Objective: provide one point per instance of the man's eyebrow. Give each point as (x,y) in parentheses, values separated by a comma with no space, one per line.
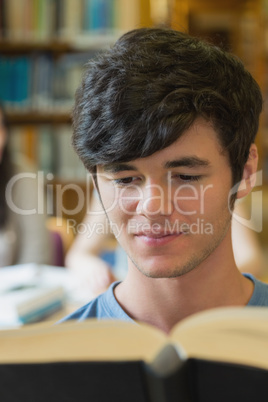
(188,161)
(118,167)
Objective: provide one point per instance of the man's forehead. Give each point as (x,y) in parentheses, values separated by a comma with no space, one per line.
(186,161)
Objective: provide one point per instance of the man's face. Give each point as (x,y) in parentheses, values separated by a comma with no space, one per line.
(169,210)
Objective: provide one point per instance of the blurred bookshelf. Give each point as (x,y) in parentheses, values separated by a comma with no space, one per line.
(44,45)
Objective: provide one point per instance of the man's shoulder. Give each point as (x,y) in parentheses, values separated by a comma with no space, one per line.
(104,306)
(260,293)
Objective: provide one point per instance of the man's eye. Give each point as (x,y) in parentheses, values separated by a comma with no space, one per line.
(186,177)
(124,180)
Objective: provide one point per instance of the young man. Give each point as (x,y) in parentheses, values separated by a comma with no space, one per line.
(166,125)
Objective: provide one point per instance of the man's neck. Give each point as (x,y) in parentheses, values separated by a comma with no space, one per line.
(163,302)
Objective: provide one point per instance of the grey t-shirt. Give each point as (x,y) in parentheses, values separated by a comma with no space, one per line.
(105,306)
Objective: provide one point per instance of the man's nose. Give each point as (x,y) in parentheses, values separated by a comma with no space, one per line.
(155,201)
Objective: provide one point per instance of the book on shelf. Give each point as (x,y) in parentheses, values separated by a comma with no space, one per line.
(25,296)
(217,355)
(46,20)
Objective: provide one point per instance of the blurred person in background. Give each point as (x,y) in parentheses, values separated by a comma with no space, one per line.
(24,237)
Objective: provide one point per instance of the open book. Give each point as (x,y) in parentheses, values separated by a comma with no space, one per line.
(213,356)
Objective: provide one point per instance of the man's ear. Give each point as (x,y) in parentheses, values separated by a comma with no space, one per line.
(249,173)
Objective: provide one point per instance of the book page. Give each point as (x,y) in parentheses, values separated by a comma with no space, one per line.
(232,334)
(80,341)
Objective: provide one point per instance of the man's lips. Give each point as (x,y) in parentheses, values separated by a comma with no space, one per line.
(156,239)
(156,235)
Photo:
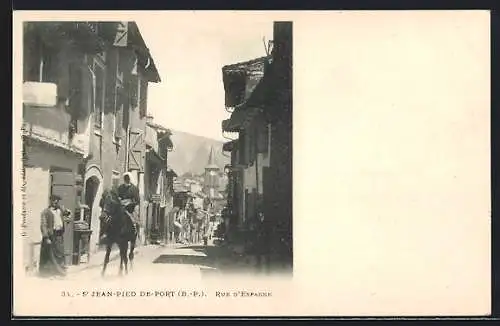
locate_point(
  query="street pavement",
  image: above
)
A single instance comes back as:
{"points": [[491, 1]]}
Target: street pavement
{"points": [[163, 264]]}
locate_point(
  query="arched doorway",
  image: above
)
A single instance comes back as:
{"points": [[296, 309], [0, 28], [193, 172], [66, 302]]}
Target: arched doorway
{"points": [[93, 193], [91, 187]]}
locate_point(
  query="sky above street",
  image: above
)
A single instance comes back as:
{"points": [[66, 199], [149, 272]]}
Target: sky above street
{"points": [[189, 50]]}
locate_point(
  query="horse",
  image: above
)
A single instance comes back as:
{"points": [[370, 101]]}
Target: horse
{"points": [[120, 230]]}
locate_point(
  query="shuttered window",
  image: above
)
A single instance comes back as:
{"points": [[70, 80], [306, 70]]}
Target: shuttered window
{"points": [[100, 80], [143, 105], [263, 138], [118, 113]]}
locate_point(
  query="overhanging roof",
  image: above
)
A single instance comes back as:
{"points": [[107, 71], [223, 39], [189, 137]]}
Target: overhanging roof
{"points": [[141, 48], [240, 79], [228, 146]]}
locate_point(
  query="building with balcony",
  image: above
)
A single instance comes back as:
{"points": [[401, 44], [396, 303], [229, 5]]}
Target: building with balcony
{"points": [[259, 96], [158, 182], [84, 117]]}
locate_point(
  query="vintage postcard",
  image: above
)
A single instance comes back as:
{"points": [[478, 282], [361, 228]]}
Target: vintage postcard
{"points": [[231, 163]]}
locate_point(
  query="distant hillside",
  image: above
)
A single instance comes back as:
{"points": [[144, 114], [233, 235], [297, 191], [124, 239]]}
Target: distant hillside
{"points": [[190, 153]]}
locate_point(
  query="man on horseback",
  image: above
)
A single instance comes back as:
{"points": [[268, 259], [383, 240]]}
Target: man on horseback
{"points": [[129, 197]]}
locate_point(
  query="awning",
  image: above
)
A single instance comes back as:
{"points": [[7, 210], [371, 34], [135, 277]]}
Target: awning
{"points": [[154, 158], [152, 138]]}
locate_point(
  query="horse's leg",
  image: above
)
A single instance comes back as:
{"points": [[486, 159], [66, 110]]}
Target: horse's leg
{"points": [[123, 256], [106, 257], [131, 253]]}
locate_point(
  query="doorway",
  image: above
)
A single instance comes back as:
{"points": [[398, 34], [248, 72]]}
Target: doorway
{"points": [[91, 187]]}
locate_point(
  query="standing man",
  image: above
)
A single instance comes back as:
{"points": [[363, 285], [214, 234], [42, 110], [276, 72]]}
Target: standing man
{"points": [[129, 196], [52, 260]]}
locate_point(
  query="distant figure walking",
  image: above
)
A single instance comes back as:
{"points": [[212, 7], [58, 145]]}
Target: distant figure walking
{"points": [[52, 260]]}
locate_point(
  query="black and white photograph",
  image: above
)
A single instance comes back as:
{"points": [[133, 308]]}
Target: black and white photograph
{"points": [[112, 188], [251, 163]]}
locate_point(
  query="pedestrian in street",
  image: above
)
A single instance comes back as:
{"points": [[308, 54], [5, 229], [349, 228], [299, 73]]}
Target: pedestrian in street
{"points": [[52, 260]]}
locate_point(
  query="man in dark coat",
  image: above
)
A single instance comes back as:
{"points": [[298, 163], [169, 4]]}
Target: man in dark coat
{"points": [[52, 248]]}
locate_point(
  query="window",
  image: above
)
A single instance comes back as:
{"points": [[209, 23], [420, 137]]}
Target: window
{"points": [[40, 61], [99, 93], [134, 91], [119, 71], [48, 65], [119, 102], [118, 114]]}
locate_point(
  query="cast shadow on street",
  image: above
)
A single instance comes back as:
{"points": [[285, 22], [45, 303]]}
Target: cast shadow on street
{"points": [[216, 261]]}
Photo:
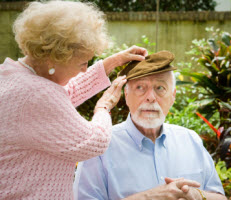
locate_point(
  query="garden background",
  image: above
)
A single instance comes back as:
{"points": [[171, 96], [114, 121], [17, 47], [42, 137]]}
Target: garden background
{"points": [[200, 39]]}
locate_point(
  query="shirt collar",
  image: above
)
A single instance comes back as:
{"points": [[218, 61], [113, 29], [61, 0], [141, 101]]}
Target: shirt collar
{"points": [[138, 137]]}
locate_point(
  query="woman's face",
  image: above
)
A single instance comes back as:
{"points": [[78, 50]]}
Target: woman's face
{"points": [[64, 72]]}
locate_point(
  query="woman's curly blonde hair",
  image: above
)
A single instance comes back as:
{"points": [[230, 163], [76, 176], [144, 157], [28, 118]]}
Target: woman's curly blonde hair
{"points": [[59, 30]]}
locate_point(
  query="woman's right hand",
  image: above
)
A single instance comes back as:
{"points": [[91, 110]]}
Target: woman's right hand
{"points": [[112, 95]]}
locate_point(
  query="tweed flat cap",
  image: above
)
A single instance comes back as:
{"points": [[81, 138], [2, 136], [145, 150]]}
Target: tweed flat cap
{"points": [[153, 64]]}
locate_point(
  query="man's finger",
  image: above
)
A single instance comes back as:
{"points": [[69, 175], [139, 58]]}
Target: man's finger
{"points": [[185, 188], [190, 183], [170, 180]]}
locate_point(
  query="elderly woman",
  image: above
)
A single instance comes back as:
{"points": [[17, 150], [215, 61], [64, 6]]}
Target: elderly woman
{"points": [[41, 134]]}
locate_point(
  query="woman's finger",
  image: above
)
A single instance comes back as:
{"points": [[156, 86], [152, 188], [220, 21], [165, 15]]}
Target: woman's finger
{"points": [[139, 50], [185, 188]]}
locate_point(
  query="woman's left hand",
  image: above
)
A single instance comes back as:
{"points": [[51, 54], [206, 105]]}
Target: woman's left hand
{"points": [[119, 59]]}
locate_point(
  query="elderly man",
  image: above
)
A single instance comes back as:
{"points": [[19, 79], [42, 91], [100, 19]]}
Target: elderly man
{"points": [[147, 158]]}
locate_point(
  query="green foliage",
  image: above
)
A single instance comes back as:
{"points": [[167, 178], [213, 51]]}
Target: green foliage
{"points": [[225, 176], [150, 5], [214, 56]]}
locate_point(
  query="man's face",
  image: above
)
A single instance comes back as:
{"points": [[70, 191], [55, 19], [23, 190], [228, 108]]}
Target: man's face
{"points": [[149, 99]]}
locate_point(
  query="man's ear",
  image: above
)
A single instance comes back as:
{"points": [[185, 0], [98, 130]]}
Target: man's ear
{"points": [[126, 93], [173, 96]]}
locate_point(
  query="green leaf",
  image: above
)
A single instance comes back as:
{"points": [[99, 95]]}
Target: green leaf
{"points": [[226, 38], [212, 43], [225, 105]]}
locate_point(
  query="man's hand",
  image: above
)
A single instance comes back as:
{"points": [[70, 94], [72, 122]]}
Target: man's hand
{"points": [[170, 191]]}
============================================================
_Exercise_.
Collect every line in the entries above that contains the word "collar", treating case as significant.

_Result of the task_.
  query="shirt collar",
Target: shirt collar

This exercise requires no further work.